- _Verilen Görev_: Faiz politikasına ilişkin metinden "Tüm Avrupa ülkelerinde" ifadesiyle başlayıp "sonu hüsran olacak." ifadesi de dahil olmak üzere devam eden kısmı hiçbir değişiklik yapmadan çıkarınız.

+++ Okunacak Metin

Faizleri artırarak paradan para kazananları sevindirmek yerine faizi düşürüp yatırımı teşvik ediyoruz. Faiz zengini daha zengin fakiri daha fakir yapan bir melanettir. Biz ülkemizi sıcak paranın cenneti yapmak yerine kalıcı yatırımlara kavuşturmanın mücadelesini veriyoruz. Kur ve fiyat artışını dikkatle takip ediyoruz. 

Yüksek faizden ne kadar rahatsız olduğumu cümle alem bilir. Hiçbir zaman faizci olmadım. Bugün de değilim, yarın da olmayacağım. Ama siz mandacı faydasınız.

 

İstiyorlar ki Türkiye "ver eline al ekmeğini" günlerine geri dönsün. Biz bu mankurtlara hadi oradan diyoruz.

 

Düşük faizle bu kısır döngüden kurtardığımız para tümüyle yatırıma, istihdama, üretime akacaktır. Düşük kurla ülkemizi ithalat cenneti haline çevirmek isteyenlere izin vermeyeceğiz. Kur dediğin bugün artar yarın düşer. Artık faiz oranlarını dayatmalara göre değil ülkemizin ihtiyaçlarına göre belirleyeceğiz. Kurdaki yükselişin makul sınırları aşması ekonomi politikamızın sonucu değildir.

 

"SONLARI HÜSRAN OLACAK"

 

Tüm Avrupa ülkelerinde sıfır veya eksi olan enflasyon yüzde 5'leri 6'ları geride bıraktı. Sadece enflasyona bakara Türk ekonomisini okumak yanlış olur. Biz köklü bir değişimi hayata geçirmenin mücadelesini veriyoruz. Biz ülkemizi hedeflerine ulaştırmaya çalıştığımızda kıyamet kopmuş gibi ortalığı ayağa kaldırıyorlar. Biz bu mücadeleyi verirken yüksek kurdan döviz alıp daha yükselmesini bekleyenlerin sonu hüsran olacak.

++++++
+++ Veriler

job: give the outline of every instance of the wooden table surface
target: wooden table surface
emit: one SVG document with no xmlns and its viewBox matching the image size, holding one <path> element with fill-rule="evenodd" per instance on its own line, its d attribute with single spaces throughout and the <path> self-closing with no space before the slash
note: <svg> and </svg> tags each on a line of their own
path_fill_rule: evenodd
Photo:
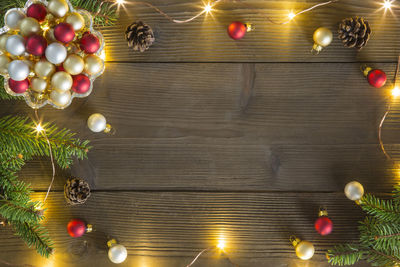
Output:
<svg viewBox="0 0 400 267">
<path fill-rule="evenodd" d="M 346 0 L 279 26 L 266 17 L 279 19 L 321 1 L 241 0 L 220 3 L 212 15 L 182 25 L 127 2 L 117 24 L 102 29 L 106 71 L 92 95 L 62 111 L 40 110 L 46 121 L 70 128 L 94 147 L 87 160 L 57 170 L 45 222 L 56 253 L 42 259 L 3 228 L 0 259 L 13 266 L 114 266 L 106 241 L 115 237 L 129 252 L 120 266 L 184 267 L 222 236 L 226 253 L 241 267 L 329 266 L 326 249 L 356 241 L 363 216 L 345 198 L 345 184 L 356 179 L 367 192 L 385 194 L 400 181 L 395 161 L 385 158 L 377 140 L 400 52 L 398 18 L 378 11 L 381 1 Z M 202 5 L 150 2 L 181 19 Z M 345 49 L 335 36 L 320 55 L 310 54 L 316 28 L 336 32 L 338 22 L 351 16 L 370 22 L 367 47 Z M 142 54 L 124 40 L 135 20 L 156 35 Z M 252 22 L 255 31 L 231 40 L 226 28 L 235 20 Z M 363 63 L 385 70 L 383 89 L 368 85 Z M 383 130 L 394 159 L 400 156 L 398 107 Z M 2 102 L 0 111 L 33 114 L 23 102 Z M 114 136 L 88 130 L 94 112 L 107 117 Z M 63 199 L 71 175 L 91 184 L 85 205 L 71 207 Z M 30 162 L 20 177 L 42 199 L 51 179 L 49 159 Z M 320 205 L 334 221 L 327 237 L 313 228 Z M 72 218 L 93 224 L 95 232 L 69 237 Z M 291 234 L 314 243 L 311 261 L 296 258 Z M 224 255 L 208 253 L 194 265 L 200 266 L 232 265 Z"/>
</svg>

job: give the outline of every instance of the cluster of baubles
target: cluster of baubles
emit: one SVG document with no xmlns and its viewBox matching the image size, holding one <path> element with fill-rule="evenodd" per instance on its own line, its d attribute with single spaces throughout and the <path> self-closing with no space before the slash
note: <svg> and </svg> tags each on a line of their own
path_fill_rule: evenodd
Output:
<svg viewBox="0 0 400 267">
<path fill-rule="evenodd" d="M 8 93 L 24 95 L 33 108 L 50 103 L 60 109 L 90 94 L 104 62 L 103 38 L 88 12 L 74 11 L 67 0 L 28 1 L 6 13 L 5 25 L 0 74 Z"/>
</svg>

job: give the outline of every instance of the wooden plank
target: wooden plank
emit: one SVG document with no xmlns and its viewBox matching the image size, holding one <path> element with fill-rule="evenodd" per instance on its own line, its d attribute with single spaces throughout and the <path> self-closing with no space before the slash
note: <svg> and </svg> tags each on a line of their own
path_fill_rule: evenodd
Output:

++++++

- _Görev Yanıtı_:
Tüm Avrupa ülkelerinde sıfır veya eksi olan enflasyon yüzde 5'leri 6'ları geride bıraktı. Sadece enflasyona bakara Türk ekonomisini okumak yanlış olur. Biz köklü bir değişimi hayata geçirmenin mücadelesini veriyoruz. Biz ülkemizi hedeflerine ulaştırmaya çalıştığımızda kıyamet kopmuş gibi ortalığı ayağa kaldırıyorlar. Biz bu mücadeleyi verirken yüksek kurdan döviz alıp daha yükselmesini bekleyenlerin sonu hüsran olacak.